Macros with unnecessary __constant prefix

This is another set of macros on which I worked during last 2 weeks. Use of __constant_ macros decreased after linux 3.10. According to one research of Julia lawall on deprecated functions, there were 56 uses of __constant_htons in linux 3.10, but now there are 9 only. Basically there is complete set of __constant_ macros in byte order [little endian and big endian] header files. I was in a impression that major part of kernel which was using these macros is handled . I was not expecting that much cases primarily. So,at first my aim was to send patches for all of those remaining cases and then at the end get rid of __constant_ definitions completely. But I was surprised when I ran Coccinelle semantic patch over linux-next. I got around 30 files which are still using these functions. Now it was important to figure out that these macros are not actually handled by anyone or there is something for which these macros are working really good.

Why __constant prefix is unnecessary??

## [Task data]
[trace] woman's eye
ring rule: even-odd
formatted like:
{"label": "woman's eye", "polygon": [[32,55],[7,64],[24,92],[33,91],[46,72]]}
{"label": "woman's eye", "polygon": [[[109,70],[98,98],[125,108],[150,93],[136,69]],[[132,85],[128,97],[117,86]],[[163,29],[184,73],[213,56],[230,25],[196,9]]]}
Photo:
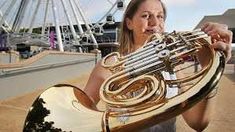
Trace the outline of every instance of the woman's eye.
{"label": "woman's eye", "polygon": [[143,14],[142,17],[143,18],[149,18],[149,15],[148,14]]}

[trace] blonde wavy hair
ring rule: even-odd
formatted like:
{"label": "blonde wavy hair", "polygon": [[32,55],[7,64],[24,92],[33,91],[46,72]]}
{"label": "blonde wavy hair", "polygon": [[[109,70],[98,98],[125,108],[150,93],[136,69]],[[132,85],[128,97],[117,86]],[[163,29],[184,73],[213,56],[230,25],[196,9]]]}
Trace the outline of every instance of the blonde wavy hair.
{"label": "blonde wavy hair", "polygon": [[[119,34],[119,53],[121,55],[127,55],[134,51],[134,37],[133,32],[128,29],[126,24],[126,19],[132,19],[135,13],[137,12],[139,6],[147,0],[131,0],[128,4],[126,11],[123,16],[123,20],[120,27],[120,34]],[[166,7],[161,0],[159,0],[162,4],[163,12],[164,12],[164,19],[166,19]]]}

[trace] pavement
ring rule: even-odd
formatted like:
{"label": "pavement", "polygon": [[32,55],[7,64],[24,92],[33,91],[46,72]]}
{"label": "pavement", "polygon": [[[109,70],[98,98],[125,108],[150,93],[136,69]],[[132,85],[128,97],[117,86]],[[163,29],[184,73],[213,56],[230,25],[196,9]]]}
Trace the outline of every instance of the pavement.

## [Exercise instructions]
A – Rewrite the stretch of the listing from the line containing "[trace] blonde wavy hair" through the end of the listing as a numbered list, leaving out blank lines.
B – Continue the post on macros with an unnecessary __constant prefix from its final line.

## [Answers]
A –
1. [trace] blonde wavy hair
2. ring rule: even-odd
3. formatted like:
4. {"label": "blonde wavy hair", "polygon": [[32,55],[7,64],[24,92],[33,91],[46,72]]}
5. {"label": "blonde wavy hair", "polygon": [[[109,70],[98,98],[125,108],[150,93],[136,69]],[[132,85],[128,97],[117,86]],[[163,29],[184,73],[213,56],[230,25],[196,9]]]}
6. Trace the outline of every instance of the blonde wavy hair.
7. {"label": "blonde wavy hair", "polygon": [[[119,34],[119,53],[121,55],[127,55],[134,51],[134,37],[133,32],[128,29],[126,24],[126,19],[132,19],[135,13],[137,12],[139,6],[147,0],[131,0],[128,4],[126,11],[123,16],[123,20],[120,27],[120,34]],[[166,7],[161,0],[159,0],[162,4],[163,12],[164,12],[164,19],[166,19]]]}
8. [trace] pavement
9. ring rule: even-odd
10. formatted like:
11. {"label": "pavement", "polygon": [[32,55],[7,64],[24,92],[33,91],[46,72]]}
12. {"label": "pavement", "polygon": [[[109,70],[98,98],[125,108],[150,93],[136,69]],[[132,85],[128,97],[117,86]],[[163,29],[184,73],[213,56],[230,25],[196,9]]]}
13. Trace the outline of every instance of the pavement.

B –
There are two definitions for each __constant_ macro. That is one for big endian case and one for little endian case. Now for example consider macro cpu_to_le16. In big endian cases, macro cpu_to_le16 unfolds to __swab16 which provides special case for constants. In little endian cases, __constant_cpu_to_le16 and cpu_to_le16 expand directly to the same expression. So, we can replace __constant_cpu_to_le16 with cpu_to_le16. On the contrary, for big endian byte order macros opposite happens. For example in little endian cases, macro cpu_to_be16 unfolds to __swab16 which provides special case for constants and in big endian cases, __constant_cpu_to_be16 and cpu_to_be16 expand directly to the same expression. That’s why __constant prefix is unnecessary and we can completely get rid of these macros.

How Coccinelle semantic patch can help in replacing __constant_ with ?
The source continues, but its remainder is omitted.